[BEGIN]

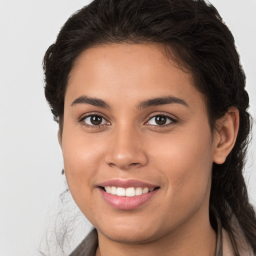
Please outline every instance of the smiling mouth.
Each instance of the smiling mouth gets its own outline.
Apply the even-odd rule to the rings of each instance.
[[[120,196],[128,197],[136,196],[141,196],[142,194],[150,193],[160,188],[158,186],[150,188],[140,186],[124,188],[114,186],[100,186],[100,188],[108,194]]]

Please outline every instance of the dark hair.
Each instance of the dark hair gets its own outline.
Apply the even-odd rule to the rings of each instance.
[[[234,214],[256,254],[256,220],[242,176],[250,116],[246,78],[230,32],[216,10],[202,0],[94,0],[72,16],[44,58],[45,94],[62,128],[65,90],[74,62],[84,50],[112,42],[158,43],[166,55],[191,72],[206,96],[212,128],[232,106],[240,112],[234,148],[222,164],[214,164],[210,196],[238,255],[230,220]]]

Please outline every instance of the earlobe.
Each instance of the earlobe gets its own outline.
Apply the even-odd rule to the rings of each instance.
[[[61,132],[60,132],[60,130],[58,130],[58,144],[60,144],[60,148],[62,150],[62,134],[61,134]]]
[[[239,128],[239,111],[234,107],[228,109],[216,121],[214,132],[214,151],[213,162],[223,164],[234,146]]]

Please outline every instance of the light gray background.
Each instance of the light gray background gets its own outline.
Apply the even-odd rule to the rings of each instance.
[[[38,255],[46,216],[65,188],[42,62],[68,17],[90,2],[0,0],[0,256]],[[256,0],[210,2],[236,38],[255,119]],[[254,206],[255,126],[246,174]]]

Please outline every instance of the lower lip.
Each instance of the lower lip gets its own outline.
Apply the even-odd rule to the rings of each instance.
[[[151,192],[134,196],[122,196],[107,193],[99,188],[103,198],[112,207],[122,210],[135,209],[150,200],[158,191],[154,190]]]

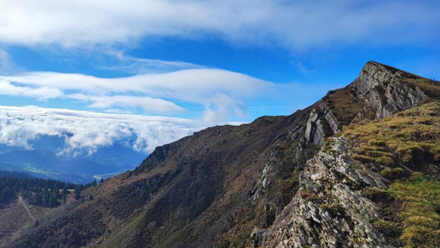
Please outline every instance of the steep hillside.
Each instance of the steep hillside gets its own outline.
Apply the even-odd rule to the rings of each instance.
[[[440,246],[440,102],[342,134],[308,162],[264,246]]]
[[[30,227],[11,246],[338,247],[388,243],[371,223],[382,216],[373,213],[379,212],[380,207],[361,197],[358,189],[349,188],[349,182],[335,184],[339,187],[334,194],[307,182],[316,174],[310,174],[310,168],[326,173],[328,170],[315,163],[342,159],[322,150],[314,156],[326,137],[339,133],[344,126],[381,119],[438,99],[438,83],[368,62],[348,86],[330,92],[290,116],[264,116],[248,124],[210,128],[156,148],[136,169],[88,189],[82,192],[87,199],[84,202],[78,202],[52,222]],[[344,145],[350,143],[348,139],[354,139],[350,137],[339,138],[336,140],[338,144],[328,145],[334,147],[335,154],[356,153],[356,159],[370,156],[374,160],[370,164],[375,165],[376,158],[356,153],[354,145]],[[384,162],[392,163],[392,156],[383,157]],[[350,163],[344,157],[338,164],[336,179],[329,174],[322,187],[332,186],[336,180],[348,182],[346,177],[359,182],[362,188],[370,185],[386,190],[388,179],[370,172],[366,164],[348,157]],[[348,166],[351,164],[360,167],[350,170]],[[340,204],[348,201],[348,208],[352,202],[368,207],[360,213],[350,209],[344,217],[362,220],[358,229],[366,227],[369,229],[365,231],[376,231],[375,235],[350,232],[358,224],[344,223],[342,217],[332,219],[339,222],[330,219],[325,224],[318,218],[321,222],[310,222],[314,215],[304,206],[310,202],[318,209],[326,202],[319,201],[326,197],[328,209],[332,209],[325,212],[329,216],[340,212],[331,200]],[[295,221],[302,225],[294,224]],[[338,223],[344,224],[338,225],[340,229],[330,228]],[[299,226],[302,227],[295,229]],[[332,236],[330,231],[340,235]],[[328,240],[316,241],[328,236]],[[351,241],[344,239],[349,238]]]

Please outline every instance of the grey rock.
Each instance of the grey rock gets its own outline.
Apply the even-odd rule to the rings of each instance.
[[[352,159],[344,137],[328,142],[330,149],[307,162],[300,189],[276,216],[263,246],[392,247],[372,224],[382,217],[380,208],[354,189],[384,188],[389,182],[370,165]]]

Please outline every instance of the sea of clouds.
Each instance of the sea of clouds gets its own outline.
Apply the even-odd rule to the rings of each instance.
[[[144,153],[206,127],[190,119],[162,116],[96,113],[34,106],[0,106],[0,143],[32,149],[44,135],[62,138],[60,152],[89,154],[116,141]]]

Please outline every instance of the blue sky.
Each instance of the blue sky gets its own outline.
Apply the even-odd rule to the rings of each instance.
[[[0,105],[288,115],[374,60],[440,79],[440,2],[2,1]]]

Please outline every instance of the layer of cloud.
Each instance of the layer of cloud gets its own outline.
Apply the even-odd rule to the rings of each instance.
[[[4,0],[0,42],[65,47],[217,36],[302,49],[438,37],[436,1]]]
[[[32,149],[39,137],[56,136],[64,139],[64,151],[72,154],[84,150],[91,154],[128,139],[134,140],[134,150],[148,153],[204,127],[184,118],[0,106],[0,143]]]
[[[41,72],[0,76],[0,94],[80,101],[92,109],[138,107],[169,113],[186,110],[176,101],[200,104],[206,109],[202,119],[209,125],[225,123],[231,112],[245,117],[248,110],[242,99],[267,94],[273,87],[245,74],[208,68],[114,78]]]
[[[126,55],[122,51],[110,51],[106,53],[110,58],[116,59],[116,65],[104,66],[102,69],[122,71],[132,74],[164,73],[180,70],[203,68],[206,67],[184,61],[136,58]]]

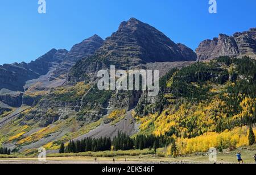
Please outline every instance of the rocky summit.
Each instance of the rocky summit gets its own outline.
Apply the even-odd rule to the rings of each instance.
[[[52,49],[30,63],[0,65],[0,106],[32,105],[35,96],[63,84],[76,61],[93,55],[104,41],[97,35],[75,44],[68,52]]]
[[[196,55],[181,44],[175,44],[155,28],[131,18],[106,39],[104,44],[89,59],[72,69],[68,80],[84,80],[85,74],[110,68],[110,65],[127,69],[145,66],[148,63],[196,61]]]
[[[196,50],[197,60],[213,59],[221,56],[242,56],[256,55],[256,28],[237,32],[232,36],[220,34],[218,38],[206,40]]]

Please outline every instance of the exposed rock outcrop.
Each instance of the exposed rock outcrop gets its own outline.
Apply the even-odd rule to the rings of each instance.
[[[220,34],[218,38],[206,40],[196,50],[197,60],[213,59],[221,56],[256,55],[256,28],[237,32],[232,36]]]
[[[193,51],[176,44],[154,27],[135,18],[121,23],[117,32],[108,38],[92,57],[72,68],[68,80],[83,81],[102,69],[128,69],[144,66],[147,63],[195,61]]]

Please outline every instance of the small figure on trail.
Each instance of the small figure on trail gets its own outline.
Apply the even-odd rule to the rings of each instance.
[[[240,164],[240,162],[242,162],[242,163],[243,164],[243,161],[242,159],[242,157],[241,157],[242,155],[241,155],[241,153],[238,152],[236,155],[237,156],[237,160],[238,161],[239,164]]]
[[[256,164],[256,154],[255,154],[254,156],[253,156],[253,158],[254,158],[255,163]]]

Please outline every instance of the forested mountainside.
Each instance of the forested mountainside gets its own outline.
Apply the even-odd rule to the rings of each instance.
[[[40,88],[46,78],[41,77],[38,80],[44,81],[23,94],[23,102],[35,99],[30,105],[1,103],[0,147],[30,155],[40,147],[57,152],[64,145],[72,152],[74,144],[89,141],[92,147],[105,140],[95,149],[101,151],[109,148],[110,139],[115,150],[155,144],[166,147],[168,154],[183,155],[248,145],[247,127],[256,119],[255,60],[220,57],[196,63],[191,49],[134,18],[122,23],[104,43],[97,36],[83,42],[65,57],[73,55],[76,64],[71,68],[69,56],[51,72],[50,77],[57,74],[64,80],[61,85]],[[94,54],[87,53],[91,48]],[[71,69],[62,68],[66,63]],[[161,69],[159,94],[98,90],[97,73],[110,65]]]
[[[248,144],[256,122],[256,61],[221,57],[172,69],[160,81],[156,102],[135,109],[139,134],[176,138],[180,153]]]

[END]

§ **Task directions**: Rewrite the lines from the one containing "Please outline every instance of the sea" through the one containing "[[[0,105],[288,115],[374,60],[440,79],[440,2],[2,1]]]", both included, as a numbered list with the blank lines dropped.

§ **Response**:
1. Please outline every instance of the sea of clouds.
2. Each instance of the sea of clouds gets its own outline.
3. Apply the even-odd rule to the rings of each instance.
4. [[[144,153],[206,127],[190,119],[162,116],[96,113],[34,106],[0,106],[0,143],[32,149],[44,135],[62,138],[60,152],[89,154],[116,141]]]
5. Please outline every instance of the blue sky.
6. Each instance of the blue sky gets its own outline.
7. Apply the even-odd rule to the rings of each instance.
8. [[[0,105],[288,115],[374,60],[440,79],[440,2],[2,1]]]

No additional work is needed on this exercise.